Tasks to perform:
a: Answer these questions using the Saudi film festival excerpt.
(i) Under what name did the festival start?
(ii) In what year did Ahmed Alshayeb join the organization?
(iii) From whom did Almulla get the paperwork authorizing his plan?
b: Copy out the stretch of the Saudi film festival excerpt from "So how did a" through "dream into action.".

Document excerpt:
So how did a celebration of film form in a nation that had banned both communal celebrations and film screenings?
“The festival started with the name ‘Saudi Film Competition,’ ” recalls its now-artistic director Ahmed Alshayeb, who joined the organization in 2015 after keenly witnessing its early days from the outside. As well as shrewd nomenclature, Almulla had managed to get some essential paperwork from the head of SASCA, authorizing putting his dream into action.
“My first memory of that 2008 festival is of gathering with some of the young Saudi filmmakers and talking about finding the courage to screen the first film in public,” Almulla remembers. “And that meeting was when we made that decision to do it.”

Data extract:
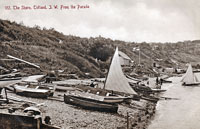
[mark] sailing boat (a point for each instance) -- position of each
(116, 81)
(190, 78)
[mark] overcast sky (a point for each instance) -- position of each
(128, 20)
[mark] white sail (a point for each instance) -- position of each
(189, 77)
(116, 80)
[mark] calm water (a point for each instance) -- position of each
(183, 113)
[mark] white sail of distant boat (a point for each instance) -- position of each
(190, 78)
(116, 80)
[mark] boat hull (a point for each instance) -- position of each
(90, 104)
(191, 84)
(20, 90)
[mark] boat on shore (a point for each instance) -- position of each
(35, 90)
(189, 78)
(117, 82)
(90, 103)
(13, 121)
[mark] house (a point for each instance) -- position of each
(124, 59)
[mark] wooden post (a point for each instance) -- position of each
(127, 120)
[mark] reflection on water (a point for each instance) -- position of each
(183, 113)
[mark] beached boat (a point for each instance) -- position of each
(35, 90)
(116, 81)
(90, 103)
(189, 78)
(13, 121)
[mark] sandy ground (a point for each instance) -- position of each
(71, 117)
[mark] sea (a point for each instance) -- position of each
(182, 108)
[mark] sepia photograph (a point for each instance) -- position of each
(99, 64)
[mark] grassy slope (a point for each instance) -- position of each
(53, 50)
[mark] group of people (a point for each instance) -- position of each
(159, 81)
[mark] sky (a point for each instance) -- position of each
(127, 20)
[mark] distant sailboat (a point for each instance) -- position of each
(116, 80)
(190, 78)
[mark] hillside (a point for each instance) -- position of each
(53, 50)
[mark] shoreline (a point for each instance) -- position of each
(71, 117)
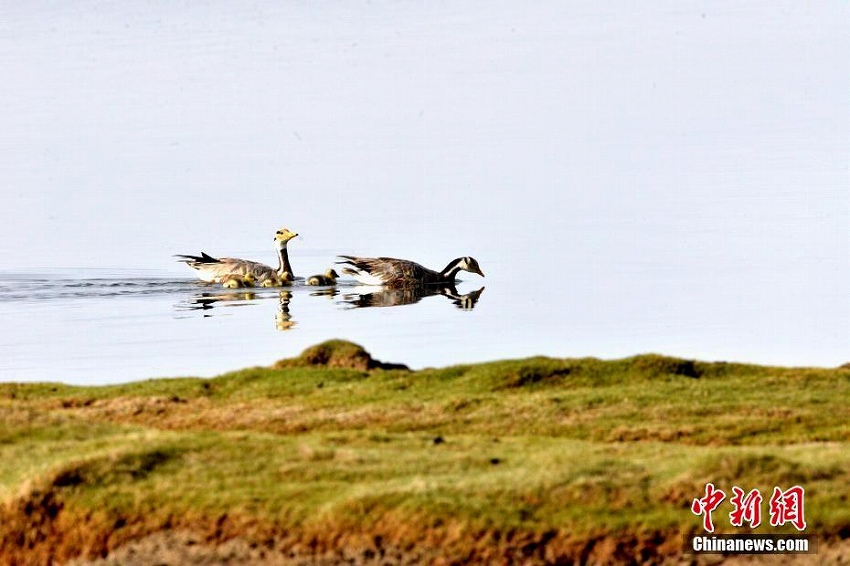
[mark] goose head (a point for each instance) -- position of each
(283, 236)
(470, 264)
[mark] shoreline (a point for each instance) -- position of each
(334, 457)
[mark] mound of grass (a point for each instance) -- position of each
(333, 455)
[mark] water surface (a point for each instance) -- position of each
(663, 177)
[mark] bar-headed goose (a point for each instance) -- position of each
(212, 269)
(397, 273)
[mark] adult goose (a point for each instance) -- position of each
(398, 273)
(213, 269)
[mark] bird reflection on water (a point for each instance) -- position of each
(411, 295)
(375, 297)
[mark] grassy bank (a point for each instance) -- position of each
(334, 455)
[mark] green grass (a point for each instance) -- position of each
(471, 456)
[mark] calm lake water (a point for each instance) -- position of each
(670, 177)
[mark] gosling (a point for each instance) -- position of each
(329, 278)
(277, 280)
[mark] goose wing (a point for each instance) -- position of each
(388, 271)
(214, 269)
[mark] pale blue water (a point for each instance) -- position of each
(663, 177)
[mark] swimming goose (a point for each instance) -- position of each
(212, 269)
(397, 273)
(233, 281)
(329, 278)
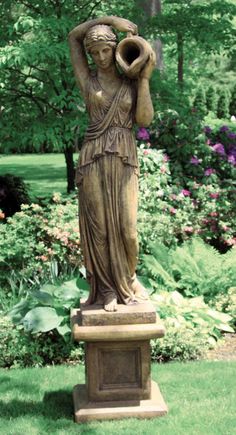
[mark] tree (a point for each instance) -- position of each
(223, 104)
(232, 105)
(211, 99)
(199, 102)
(41, 106)
(194, 25)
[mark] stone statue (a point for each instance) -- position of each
(107, 172)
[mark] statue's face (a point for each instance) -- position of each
(103, 55)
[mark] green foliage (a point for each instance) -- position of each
(174, 206)
(211, 99)
(199, 102)
(49, 307)
(21, 349)
(223, 105)
(191, 325)
(193, 269)
(227, 304)
(40, 242)
(232, 105)
(13, 193)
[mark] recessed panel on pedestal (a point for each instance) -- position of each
(118, 369)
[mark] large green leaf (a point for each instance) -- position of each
(19, 311)
(42, 319)
(82, 284)
(43, 297)
(68, 291)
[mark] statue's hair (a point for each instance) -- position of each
(97, 34)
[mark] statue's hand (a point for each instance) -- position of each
(124, 25)
(149, 67)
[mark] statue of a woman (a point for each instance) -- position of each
(107, 172)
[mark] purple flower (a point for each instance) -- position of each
(214, 195)
(231, 135)
(232, 159)
(224, 128)
(207, 129)
(142, 134)
(219, 149)
(209, 171)
(185, 192)
(194, 160)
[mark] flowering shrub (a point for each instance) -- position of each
(40, 241)
(174, 211)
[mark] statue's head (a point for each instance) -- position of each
(99, 34)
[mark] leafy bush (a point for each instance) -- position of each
(192, 327)
(194, 269)
(48, 308)
(21, 349)
(13, 193)
(226, 303)
(39, 243)
(173, 212)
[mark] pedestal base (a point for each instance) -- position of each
(85, 410)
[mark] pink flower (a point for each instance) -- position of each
(195, 161)
(142, 134)
(166, 158)
(231, 242)
(188, 229)
(214, 195)
(44, 257)
(163, 169)
(219, 149)
(209, 171)
(185, 192)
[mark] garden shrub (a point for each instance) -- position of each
(232, 104)
(194, 269)
(21, 349)
(226, 302)
(39, 243)
(211, 99)
(223, 104)
(199, 102)
(172, 212)
(13, 193)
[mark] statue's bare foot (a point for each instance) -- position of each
(110, 303)
(139, 291)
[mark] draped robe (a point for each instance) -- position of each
(108, 186)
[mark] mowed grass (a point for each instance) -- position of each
(43, 173)
(201, 397)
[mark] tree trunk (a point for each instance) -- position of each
(180, 54)
(70, 168)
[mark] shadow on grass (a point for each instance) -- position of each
(47, 172)
(55, 405)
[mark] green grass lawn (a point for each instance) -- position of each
(44, 173)
(201, 397)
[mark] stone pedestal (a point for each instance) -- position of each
(118, 363)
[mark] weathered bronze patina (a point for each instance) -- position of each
(108, 167)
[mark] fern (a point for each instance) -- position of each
(155, 269)
(195, 268)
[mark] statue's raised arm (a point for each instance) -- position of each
(107, 172)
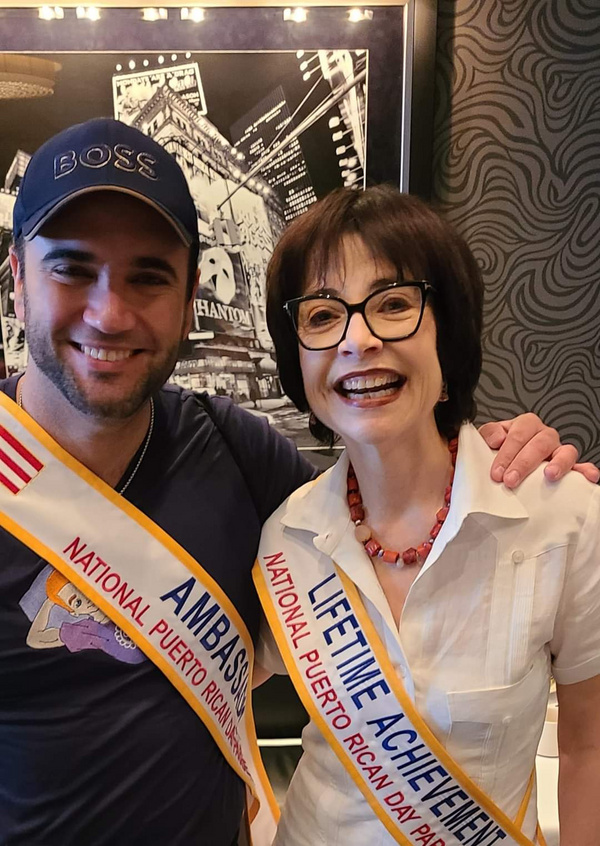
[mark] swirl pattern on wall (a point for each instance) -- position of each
(517, 170)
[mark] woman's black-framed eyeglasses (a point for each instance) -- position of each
(392, 313)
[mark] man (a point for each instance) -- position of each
(98, 749)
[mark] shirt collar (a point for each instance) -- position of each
(320, 507)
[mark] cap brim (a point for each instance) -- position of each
(36, 221)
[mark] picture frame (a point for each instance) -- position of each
(236, 46)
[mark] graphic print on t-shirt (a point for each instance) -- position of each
(61, 615)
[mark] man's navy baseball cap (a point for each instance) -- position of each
(99, 155)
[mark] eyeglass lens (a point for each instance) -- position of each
(391, 313)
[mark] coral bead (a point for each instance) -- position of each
(410, 556)
(357, 512)
(362, 533)
(372, 547)
(390, 557)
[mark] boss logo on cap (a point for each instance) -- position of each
(100, 155)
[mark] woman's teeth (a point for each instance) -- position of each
(381, 385)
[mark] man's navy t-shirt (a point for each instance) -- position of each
(96, 746)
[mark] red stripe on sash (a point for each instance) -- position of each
(18, 447)
(8, 484)
(16, 468)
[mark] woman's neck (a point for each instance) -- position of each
(402, 485)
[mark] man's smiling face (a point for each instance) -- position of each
(103, 297)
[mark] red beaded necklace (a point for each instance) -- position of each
(365, 535)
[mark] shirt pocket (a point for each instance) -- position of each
(496, 728)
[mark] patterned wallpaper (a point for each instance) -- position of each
(517, 170)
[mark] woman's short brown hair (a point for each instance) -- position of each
(406, 232)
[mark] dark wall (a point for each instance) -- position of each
(517, 170)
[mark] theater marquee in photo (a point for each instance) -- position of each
(263, 113)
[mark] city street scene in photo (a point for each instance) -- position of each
(260, 136)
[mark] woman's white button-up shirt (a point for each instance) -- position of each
(509, 593)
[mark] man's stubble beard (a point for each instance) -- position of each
(41, 350)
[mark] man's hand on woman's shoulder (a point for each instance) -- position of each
(523, 443)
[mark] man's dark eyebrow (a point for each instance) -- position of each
(141, 263)
(155, 263)
(375, 285)
(73, 255)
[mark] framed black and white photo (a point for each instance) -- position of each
(266, 108)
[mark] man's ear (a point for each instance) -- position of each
(19, 278)
(189, 309)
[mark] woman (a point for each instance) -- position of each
(419, 607)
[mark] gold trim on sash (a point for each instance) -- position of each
(189, 566)
(419, 723)
(477, 797)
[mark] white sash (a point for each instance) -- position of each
(348, 685)
(145, 582)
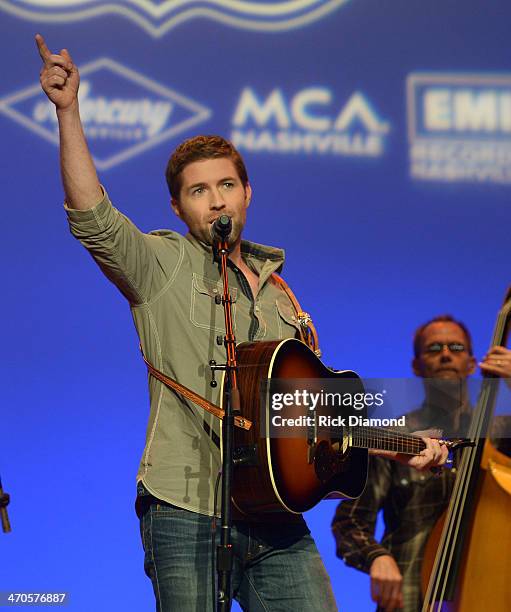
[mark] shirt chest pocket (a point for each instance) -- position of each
(206, 310)
(287, 322)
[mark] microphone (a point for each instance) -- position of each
(221, 228)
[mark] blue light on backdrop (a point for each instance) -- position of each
(378, 142)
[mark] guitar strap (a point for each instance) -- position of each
(308, 335)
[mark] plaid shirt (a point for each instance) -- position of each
(411, 501)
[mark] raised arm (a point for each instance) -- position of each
(60, 81)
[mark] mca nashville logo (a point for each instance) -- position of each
(312, 121)
(124, 113)
(459, 127)
(158, 17)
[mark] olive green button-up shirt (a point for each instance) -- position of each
(171, 282)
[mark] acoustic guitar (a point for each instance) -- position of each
(302, 466)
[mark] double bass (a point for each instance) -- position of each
(467, 560)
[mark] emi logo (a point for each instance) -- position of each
(124, 113)
(459, 127)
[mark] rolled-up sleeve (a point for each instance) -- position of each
(137, 263)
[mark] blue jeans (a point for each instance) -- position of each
(277, 567)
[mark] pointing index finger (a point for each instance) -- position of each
(44, 52)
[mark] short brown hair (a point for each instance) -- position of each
(417, 337)
(196, 149)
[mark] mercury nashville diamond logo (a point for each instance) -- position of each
(159, 16)
(124, 113)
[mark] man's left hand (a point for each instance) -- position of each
(497, 361)
(434, 455)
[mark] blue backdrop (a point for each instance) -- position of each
(378, 141)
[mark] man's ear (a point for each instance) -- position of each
(416, 366)
(248, 194)
(175, 207)
(472, 365)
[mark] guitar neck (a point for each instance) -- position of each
(385, 439)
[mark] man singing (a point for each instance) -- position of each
(171, 283)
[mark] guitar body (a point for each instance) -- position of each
(293, 474)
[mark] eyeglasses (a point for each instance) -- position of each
(437, 347)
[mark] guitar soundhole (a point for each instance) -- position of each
(327, 461)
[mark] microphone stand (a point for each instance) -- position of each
(4, 500)
(224, 552)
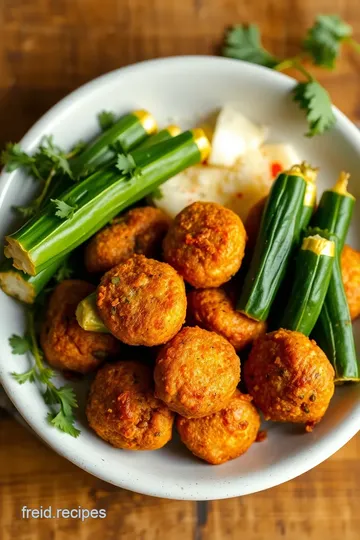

Responses in order:
a:
(i) "Saudi Film Competition"
(ii) 2015
(iii) The head of SASCA

b:
So how did a celebration of film form in a nation that had banned both communal celebrations and film screenings?
“The festival started with the name ‘Saudi Film Competition,’ ” recalls its now-artistic director Ahmed Alshayeb, who joined the organization in 2015 after keenly witnessing its early days from the outside. As well as shrewd nomenclature, Almulla had managed to get some essential paperwork from the head of SASCA, authorizing putting his dream into action.